» MATERIAL TO PROCESS
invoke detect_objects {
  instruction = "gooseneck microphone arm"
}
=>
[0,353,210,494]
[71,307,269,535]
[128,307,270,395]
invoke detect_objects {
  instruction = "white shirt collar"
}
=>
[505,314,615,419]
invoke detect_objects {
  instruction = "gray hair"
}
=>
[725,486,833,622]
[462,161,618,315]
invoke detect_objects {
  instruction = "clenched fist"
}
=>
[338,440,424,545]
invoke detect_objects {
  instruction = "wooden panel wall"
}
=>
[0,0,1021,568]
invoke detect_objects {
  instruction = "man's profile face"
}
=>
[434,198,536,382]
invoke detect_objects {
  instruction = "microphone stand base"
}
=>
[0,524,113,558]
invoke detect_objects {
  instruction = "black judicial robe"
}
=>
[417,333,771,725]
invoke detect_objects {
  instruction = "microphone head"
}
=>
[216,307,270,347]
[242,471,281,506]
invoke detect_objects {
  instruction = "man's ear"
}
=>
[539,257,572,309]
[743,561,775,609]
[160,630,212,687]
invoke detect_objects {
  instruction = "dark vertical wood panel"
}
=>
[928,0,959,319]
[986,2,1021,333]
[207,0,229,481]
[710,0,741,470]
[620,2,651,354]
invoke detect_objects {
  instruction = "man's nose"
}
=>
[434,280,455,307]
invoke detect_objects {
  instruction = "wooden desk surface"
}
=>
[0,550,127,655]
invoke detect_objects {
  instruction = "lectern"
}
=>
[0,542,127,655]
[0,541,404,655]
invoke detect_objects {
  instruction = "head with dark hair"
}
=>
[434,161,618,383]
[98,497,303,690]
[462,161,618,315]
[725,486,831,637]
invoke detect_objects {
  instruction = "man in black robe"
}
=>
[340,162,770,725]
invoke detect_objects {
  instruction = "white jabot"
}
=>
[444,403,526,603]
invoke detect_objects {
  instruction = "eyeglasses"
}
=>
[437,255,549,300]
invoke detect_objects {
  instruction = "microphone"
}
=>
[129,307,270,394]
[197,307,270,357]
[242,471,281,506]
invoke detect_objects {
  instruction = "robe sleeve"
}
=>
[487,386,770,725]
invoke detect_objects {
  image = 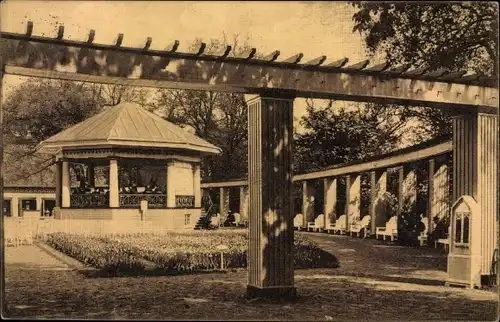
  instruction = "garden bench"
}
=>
[349,215,371,238]
[307,214,325,231]
[375,216,398,241]
[434,227,450,250]
[328,215,346,234]
[418,218,429,247]
[293,214,304,230]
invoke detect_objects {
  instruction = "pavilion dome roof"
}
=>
[37,102,220,154]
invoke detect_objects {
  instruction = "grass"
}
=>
[5,265,496,321]
[47,231,338,276]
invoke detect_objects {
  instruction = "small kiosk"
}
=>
[38,103,220,229]
[446,195,481,288]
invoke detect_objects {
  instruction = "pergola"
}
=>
[0,23,499,297]
[33,103,220,228]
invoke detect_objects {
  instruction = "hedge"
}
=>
[48,233,338,274]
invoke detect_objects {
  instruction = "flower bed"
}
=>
[47,233,145,275]
[48,232,338,273]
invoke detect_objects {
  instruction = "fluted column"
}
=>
[427,158,451,234]
[165,161,176,208]
[193,164,201,208]
[247,93,296,298]
[87,163,95,187]
[55,161,62,208]
[302,180,315,227]
[370,169,387,233]
[109,159,120,208]
[346,174,361,232]
[240,186,250,220]
[323,178,337,229]
[397,164,420,240]
[448,113,500,282]
[219,187,229,216]
[61,160,71,208]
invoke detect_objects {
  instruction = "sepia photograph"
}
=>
[0,0,500,321]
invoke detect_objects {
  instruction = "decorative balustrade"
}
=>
[70,194,109,208]
[175,196,194,208]
[120,193,167,208]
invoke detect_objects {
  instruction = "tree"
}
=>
[294,100,406,172]
[351,1,498,141]
[352,1,498,76]
[152,35,258,180]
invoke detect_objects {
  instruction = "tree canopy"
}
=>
[351,1,498,142]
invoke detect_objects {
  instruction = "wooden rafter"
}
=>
[0,23,498,111]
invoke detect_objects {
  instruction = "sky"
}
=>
[0,0,382,130]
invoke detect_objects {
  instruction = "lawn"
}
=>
[46,231,338,276]
[4,234,498,321]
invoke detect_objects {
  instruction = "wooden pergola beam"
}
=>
[0,28,498,108]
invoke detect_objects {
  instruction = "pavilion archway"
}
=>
[0,22,498,296]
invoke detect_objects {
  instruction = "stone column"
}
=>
[36,197,42,213]
[427,157,451,234]
[323,178,337,229]
[166,161,176,208]
[398,164,420,240]
[219,187,229,216]
[109,159,120,208]
[61,160,71,208]
[448,113,500,276]
[302,180,315,228]
[240,186,250,220]
[87,163,95,187]
[55,161,62,208]
[10,197,20,217]
[370,169,388,234]
[247,93,296,298]
[193,164,202,208]
[346,174,361,232]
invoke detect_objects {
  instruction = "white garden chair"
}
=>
[349,215,371,238]
[418,218,429,247]
[307,214,325,232]
[233,212,243,227]
[375,216,398,241]
[327,215,346,234]
[293,214,305,230]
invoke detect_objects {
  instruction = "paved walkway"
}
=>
[2,233,498,321]
[301,232,447,285]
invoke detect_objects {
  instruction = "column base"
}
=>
[247,285,297,300]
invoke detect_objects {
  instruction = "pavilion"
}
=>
[37,103,220,229]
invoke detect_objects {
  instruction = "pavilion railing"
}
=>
[70,194,109,208]
[120,193,167,208]
[175,195,194,208]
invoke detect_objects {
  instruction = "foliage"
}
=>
[151,35,256,180]
[47,233,144,275]
[3,79,143,185]
[48,231,338,274]
[294,101,404,172]
[351,1,498,142]
[352,1,498,75]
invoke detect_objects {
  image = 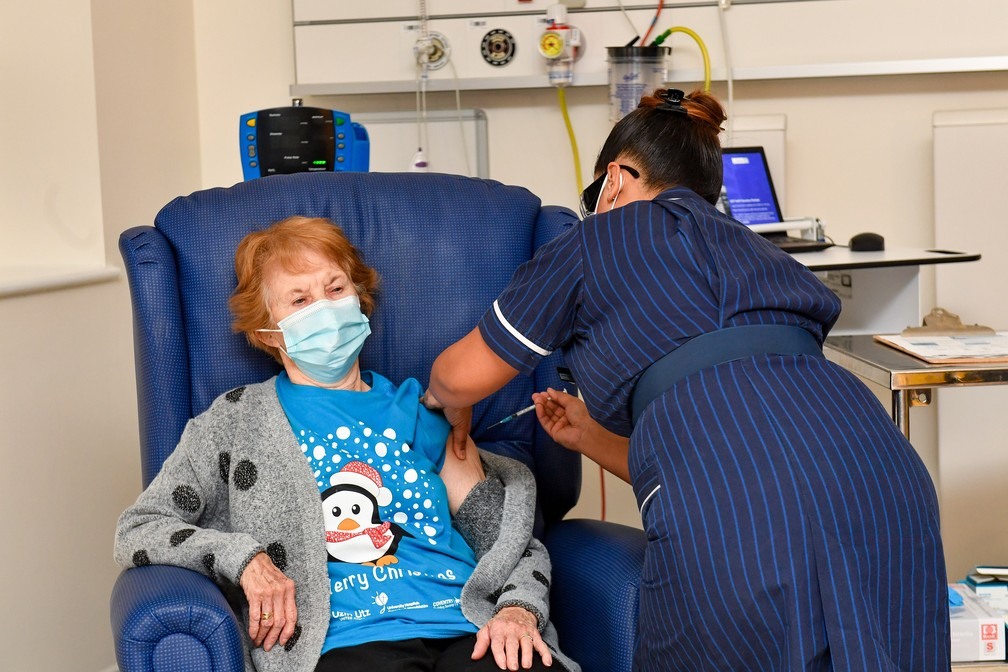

» PROBLEM DESCRIPTION
List each line of the listing above that contains the string "panel". Count only matches with the same capitalization.

» ANSWER FOR THE TASK
  instruction = "wooden panel wall"
  instruction = "dark vertical wood panel"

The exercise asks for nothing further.